### EXERCISE TASK
Copy every line of the records below verbatim, with nothing altered.

### THE DATA
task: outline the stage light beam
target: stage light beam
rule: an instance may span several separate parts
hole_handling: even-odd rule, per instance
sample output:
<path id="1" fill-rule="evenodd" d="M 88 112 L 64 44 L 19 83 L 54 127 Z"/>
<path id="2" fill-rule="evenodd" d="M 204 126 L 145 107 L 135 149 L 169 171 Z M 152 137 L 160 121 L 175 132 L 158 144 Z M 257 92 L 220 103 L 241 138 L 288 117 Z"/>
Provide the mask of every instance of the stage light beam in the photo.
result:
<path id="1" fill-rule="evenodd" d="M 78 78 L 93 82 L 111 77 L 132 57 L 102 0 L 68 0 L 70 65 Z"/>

### FINISHED EXERCISE
task: outline the stage light beam
target: stage light beam
rule: an instance may span several separate parts
hole_handling: even-odd rule, per instance
sample output:
<path id="1" fill-rule="evenodd" d="M 88 112 L 64 44 L 19 83 L 54 127 Z"/>
<path id="2" fill-rule="evenodd" d="M 204 126 L 145 107 L 135 149 L 169 171 Z M 152 137 L 160 121 L 175 132 L 158 144 Z M 257 92 L 220 103 L 241 138 L 288 117 Z"/>
Provide the mask of every instance of the stage light beam in the photo.
result:
<path id="1" fill-rule="evenodd" d="M 78 78 L 93 82 L 111 77 L 132 57 L 102 0 L 68 0 L 70 65 Z"/>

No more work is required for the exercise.